### Given instruction
Reproduce every one of the rows below verbatim, leaving each line unchanged.

━━ Record set ━━

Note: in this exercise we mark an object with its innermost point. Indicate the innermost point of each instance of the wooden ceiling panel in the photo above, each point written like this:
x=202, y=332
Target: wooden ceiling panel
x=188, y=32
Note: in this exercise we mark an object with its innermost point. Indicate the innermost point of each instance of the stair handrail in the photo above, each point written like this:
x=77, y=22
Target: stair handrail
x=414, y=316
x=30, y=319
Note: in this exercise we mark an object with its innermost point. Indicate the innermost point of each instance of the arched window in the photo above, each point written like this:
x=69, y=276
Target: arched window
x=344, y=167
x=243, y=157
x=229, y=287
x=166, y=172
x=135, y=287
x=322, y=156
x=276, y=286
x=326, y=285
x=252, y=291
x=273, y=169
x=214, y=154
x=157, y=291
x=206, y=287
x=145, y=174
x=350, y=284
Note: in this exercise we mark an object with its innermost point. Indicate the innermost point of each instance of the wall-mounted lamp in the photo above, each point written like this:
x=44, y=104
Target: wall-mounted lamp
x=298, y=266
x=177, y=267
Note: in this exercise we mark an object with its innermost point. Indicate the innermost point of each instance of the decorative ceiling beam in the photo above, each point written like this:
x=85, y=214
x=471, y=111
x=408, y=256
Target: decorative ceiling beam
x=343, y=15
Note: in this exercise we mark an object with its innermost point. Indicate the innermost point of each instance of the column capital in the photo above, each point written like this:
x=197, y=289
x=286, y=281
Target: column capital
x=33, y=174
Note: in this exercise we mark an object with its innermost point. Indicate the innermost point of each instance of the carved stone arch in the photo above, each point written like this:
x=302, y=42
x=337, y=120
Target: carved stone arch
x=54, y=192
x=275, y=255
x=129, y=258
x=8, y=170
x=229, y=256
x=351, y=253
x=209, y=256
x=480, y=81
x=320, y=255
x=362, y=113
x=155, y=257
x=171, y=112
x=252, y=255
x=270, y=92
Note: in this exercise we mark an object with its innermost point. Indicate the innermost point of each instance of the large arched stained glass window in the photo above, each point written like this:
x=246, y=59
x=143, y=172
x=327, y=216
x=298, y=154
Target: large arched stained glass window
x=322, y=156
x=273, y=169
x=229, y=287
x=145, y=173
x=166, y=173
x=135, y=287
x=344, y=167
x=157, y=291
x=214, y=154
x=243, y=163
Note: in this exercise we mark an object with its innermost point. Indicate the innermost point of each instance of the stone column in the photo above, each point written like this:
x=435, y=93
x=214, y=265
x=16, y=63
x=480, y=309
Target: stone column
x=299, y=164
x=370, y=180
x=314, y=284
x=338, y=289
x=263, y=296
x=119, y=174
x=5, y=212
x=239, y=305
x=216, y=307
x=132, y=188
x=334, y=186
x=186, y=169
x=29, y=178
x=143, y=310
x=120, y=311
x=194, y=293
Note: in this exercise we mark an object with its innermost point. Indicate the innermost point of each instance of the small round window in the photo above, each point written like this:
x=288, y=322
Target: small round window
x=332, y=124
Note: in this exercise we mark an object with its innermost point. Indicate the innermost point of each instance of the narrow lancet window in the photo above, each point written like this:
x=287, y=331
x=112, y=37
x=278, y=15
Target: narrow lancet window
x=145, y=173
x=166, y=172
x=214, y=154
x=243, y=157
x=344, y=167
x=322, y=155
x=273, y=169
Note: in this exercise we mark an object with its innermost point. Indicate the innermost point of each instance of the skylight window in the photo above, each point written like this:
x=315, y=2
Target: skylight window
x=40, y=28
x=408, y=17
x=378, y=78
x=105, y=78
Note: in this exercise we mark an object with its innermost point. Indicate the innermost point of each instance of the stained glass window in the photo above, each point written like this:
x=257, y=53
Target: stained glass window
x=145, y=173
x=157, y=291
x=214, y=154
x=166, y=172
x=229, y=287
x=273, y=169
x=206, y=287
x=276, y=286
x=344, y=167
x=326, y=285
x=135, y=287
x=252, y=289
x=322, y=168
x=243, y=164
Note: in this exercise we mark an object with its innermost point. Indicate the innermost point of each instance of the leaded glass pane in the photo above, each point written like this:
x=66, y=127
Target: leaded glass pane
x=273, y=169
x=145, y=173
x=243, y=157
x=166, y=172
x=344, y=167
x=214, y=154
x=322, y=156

━━━

### Output for this task
Note: in this exercise we mark an object with its innermost point. Indicate the innermost point of each instance of the wooden ceiling panel in the photo above, each point written like this:
x=202, y=332
Target: wooden ceiling panel
x=188, y=32
Note: in this exercise we mark an object with its innermost point. Indicate the innermost point of each instance of the stair handrail in the photo above, each point written like this:
x=77, y=22
Target: stair handrail
x=414, y=316
x=30, y=319
Note: in this exercise we mark an object with its innermost point. Indicate the innermost point of each instance of the arched window in the photo above, each point written like this:
x=69, y=276
Target: arched window
x=344, y=167
x=243, y=157
x=229, y=287
x=166, y=172
x=135, y=287
x=322, y=156
x=276, y=286
x=326, y=285
x=252, y=291
x=273, y=169
x=214, y=154
x=157, y=291
x=206, y=287
x=145, y=174
x=350, y=284
Note: in this exercise we mark an object with its innermost point. Indicate the innermost point of each instance of the wall-mounted lamp in the photo above, each point written like this:
x=44, y=104
Target: wall-mounted lamp
x=298, y=266
x=177, y=267
Note: in this exercise we mark an object with its innermost point. Indicate the innermost point of each instance of the decorative ceiling beam in the photo above, each point written like this:
x=85, y=214
x=471, y=111
x=408, y=256
Target: decorative ceiling beam
x=343, y=15
Note: in this exercise we mark an object with its innermost point. Indicate the innermost point of each instance of the column capital in the photo above, each point written like this:
x=197, y=289
x=286, y=281
Target: column capital
x=33, y=174
Note: in this exercise we mark an object with its innermost point. Indicate the innermost point of each instance of the carved stone arch in the photo above, each point written like this:
x=302, y=42
x=337, y=120
Target: carved stone arch
x=54, y=192
x=275, y=255
x=129, y=258
x=8, y=170
x=229, y=256
x=351, y=253
x=209, y=256
x=480, y=81
x=320, y=255
x=362, y=113
x=155, y=257
x=171, y=112
x=252, y=255
x=270, y=92
Note: in this exercise we mark an object with its innermost point. Indicate the innermost point of each instance of the large arched stained glass window in the photo above, each point written like this:
x=246, y=59
x=143, y=172
x=327, y=216
x=298, y=154
Target: large arched stained glass window
x=322, y=156
x=273, y=169
x=229, y=287
x=145, y=173
x=166, y=173
x=135, y=287
x=344, y=167
x=157, y=291
x=214, y=154
x=243, y=163
Note: in this exercise we mark an object with its innermost point. Indicate the innermost point of each instance of the stone column in the photo above, each point written like this:
x=435, y=93
x=214, y=265
x=16, y=63
x=480, y=309
Target: stone column
x=299, y=164
x=370, y=180
x=314, y=284
x=338, y=289
x=263, y=296
x=119, y=174
x=5, y=212
x=239, y=305
x=216, y=307
x=132, y=188
x=334, y=186
x=186, y=169
x=29, y=178
x=143, y=310
x=120, y=311
x=194, y=293
Note: in this exercise we mark an object with its innermost point. Indicate the innermost point of each instance of the small round window in the photo above, each point written like this:
x=288, y=322
Target: small round window
x=332, y=124
Note: in this exercise we mark an object with its innermost point. Indicate the innermost point of each instance of the narrow lancet window in the photo above, each point written like this:
x=287, y=331
x=112, y=37
x=278, y=15
Target: narrow lancet window
x=145, y=173
x=166, y=172
x=214, y=154
x=243, y=157
x=344, y=167
x=322, y=155
x=273, y=169
Note: in this exercise we mark an object with its innermost point. Indicate the innermost point of each instance of the skylight window in the photo above, each point written like this:
x=315, y=2
Target: skylight window
x=40, y=28
x=408, y=17
x=378, y=78
x=105, y=78
Note: in this exercise we mark an object with its innermost point. Indicate the innermost point of each instance of the stained glass window in the photo above, each point written like this:
x=257, y=53
Target: stained glass window
x=145, y=173
x=157, y=291
x=214, y=154
x=166, y=172
x=229, y=287
x=273, y=169
x=206, y=287
x=276, y=286
x=344, y=167
x=326, y=285
x=135, y=287
x=252, y=289
x=322, y=168
x=243, y=164
Note: in this exercise we mark an object with its innermost point. Indicate the innermost point of each instance of the leaded glass pane in the photo above, each point written like this:
x=66, y=127
Target: leaded glass pane
x=273, y=169
x=145, y=173
x=243, y=157
x=166, y=172
x=344, y=167
x=214, y=154
x=322, y=156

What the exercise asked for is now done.